*** Opening EXERCISE MATERIAL ***

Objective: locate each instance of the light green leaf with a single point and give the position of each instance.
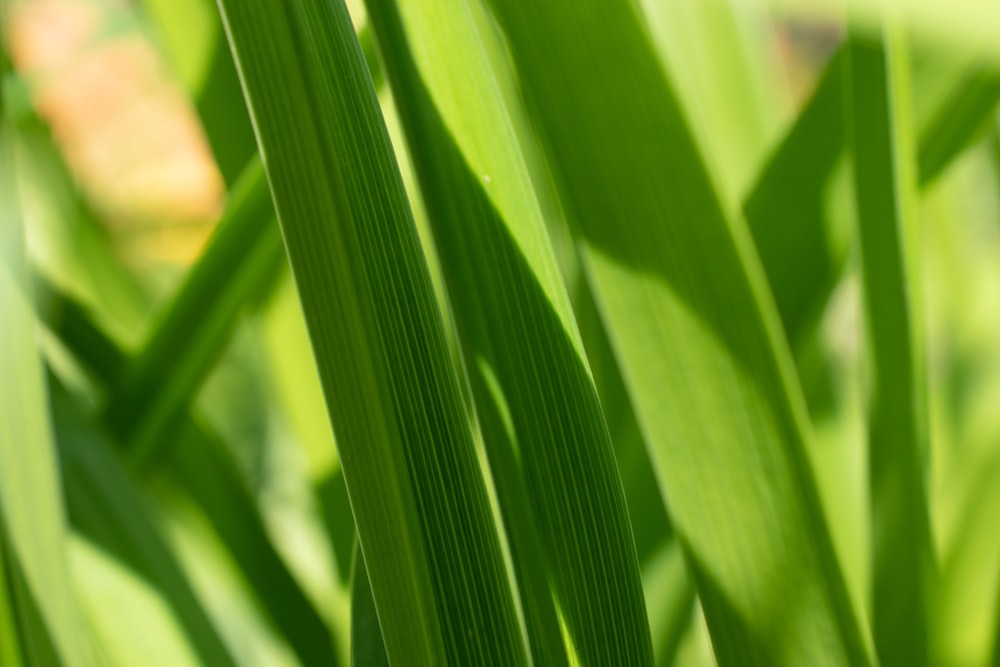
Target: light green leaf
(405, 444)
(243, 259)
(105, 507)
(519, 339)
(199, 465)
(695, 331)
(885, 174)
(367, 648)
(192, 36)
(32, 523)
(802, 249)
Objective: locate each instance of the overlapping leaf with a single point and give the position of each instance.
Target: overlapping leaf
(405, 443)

*** Closing EXERCISE MATERIAL ***
*** Opening EXERCISE MATERIAL ***

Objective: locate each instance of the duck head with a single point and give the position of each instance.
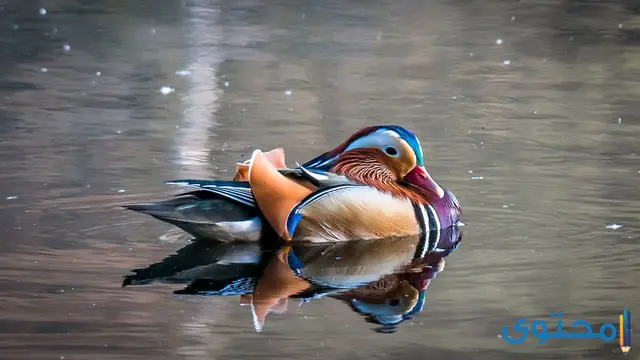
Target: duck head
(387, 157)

*** Closing EXERCISE MATERIAL ***
*** Opening EXERCISE MATERIAL ***

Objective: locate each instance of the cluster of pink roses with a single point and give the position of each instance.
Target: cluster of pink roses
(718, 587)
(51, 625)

*** Closing EXERCISE MATERIAL ***

Scan the lines above for "each" and state how many match, nothing more.

4